**** DATA SHOWN ****
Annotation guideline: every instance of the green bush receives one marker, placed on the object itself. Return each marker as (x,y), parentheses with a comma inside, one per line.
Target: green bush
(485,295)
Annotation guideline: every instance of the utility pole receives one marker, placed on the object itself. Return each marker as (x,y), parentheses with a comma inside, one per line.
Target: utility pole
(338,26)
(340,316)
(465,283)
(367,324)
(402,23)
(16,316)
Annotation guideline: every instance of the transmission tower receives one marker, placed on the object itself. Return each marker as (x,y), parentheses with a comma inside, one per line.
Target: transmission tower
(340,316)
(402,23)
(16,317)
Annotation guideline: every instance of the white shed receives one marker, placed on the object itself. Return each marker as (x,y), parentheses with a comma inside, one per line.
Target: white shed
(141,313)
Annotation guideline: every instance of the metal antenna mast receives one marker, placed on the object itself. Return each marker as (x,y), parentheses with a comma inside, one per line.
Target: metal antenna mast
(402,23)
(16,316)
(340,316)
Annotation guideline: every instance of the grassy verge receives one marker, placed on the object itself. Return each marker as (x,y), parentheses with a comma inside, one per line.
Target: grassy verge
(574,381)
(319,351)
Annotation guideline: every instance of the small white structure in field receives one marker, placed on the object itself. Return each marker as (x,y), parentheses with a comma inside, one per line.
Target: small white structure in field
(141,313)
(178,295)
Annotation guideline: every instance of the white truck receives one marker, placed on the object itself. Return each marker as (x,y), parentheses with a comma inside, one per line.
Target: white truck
****
= INSTRUCTIONS TO FOLLOW =
Reproduce every one of the entries above word for word, without changing anything.

= ANSWER TO THE TASK =
Annotation guideline: every instance of the green bush receives one marker, placed on the object itself. Return each marker as (x,y), parentheses with a comma inside, one per line.
Target: green bush
(485,295)
Annotation guideline: every instance of the utility pole receives one marker, placed on the object itself. Return each marker as (x,y), parentheses with a comma inside, one per line.
Target: utility pole
(338,26)
(340,316)
(465,283)
(367,324)
(402,23)
(16,316)
Annotation guideline: every instance of the transmission tower receives one marker, placed on the object itself. Return each marker as (x,y), parentheses with a comma inside, one per line.
Target: transmission tower
(340,316)
(402,23)
(16,317)
Annotation guideline: every instance of the white shed receives one marker, placed on the object itself. Return each marker as (x,y), parentheses with a comma inside, one per line.
Target: white shed
(141,313)
Annotation guideline: every instance of the metal antenna mast receives one marker, placed on the object itself. Return each marker as (x,y), parentheses with a comma inside, one per line.
Target: metal antenna mast
(402,23)
(16,316)
(340,316)
Annotation guideline: every instance of the grassy verge receives one marker, placed on the object itself. Return each marker as (x,y), parentheses with a comma inside, one per line.
Target: grassy verge
(574,381)
(319,351)
Annotation guideline: every instance of the small white structure in field receives one marker, placed on the object itself. Return each marker as (x,y), parentheses with a comma inside, one per line.
Target: small white structure in field
(141,313)
(178,295)
Annotation guideline: every instance of the white truck receives one marker, placed on the object itself. Return each marker as (x,y), parentheses with a comma inside, one per line.
Target: white truck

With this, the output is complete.